▶ [RECORD SET]:

>>>>

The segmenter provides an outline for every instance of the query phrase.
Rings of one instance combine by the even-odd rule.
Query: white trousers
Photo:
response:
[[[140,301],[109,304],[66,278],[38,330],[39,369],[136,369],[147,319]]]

<<<<

▶ [TASK BRIEF]:
Repeat the preceding lines exactly, please, every one of them.

▶ [WRITTEN RESPONSE]:
The segmenter provides an outline for every instance of the query phrase.
Rings of one instance combine by the even-odd rule.
Query: white trousers
Photo:
response:
[[[140,301],[109,304],[66,278],[38,330],[39,369],[136,369],[147,319]]]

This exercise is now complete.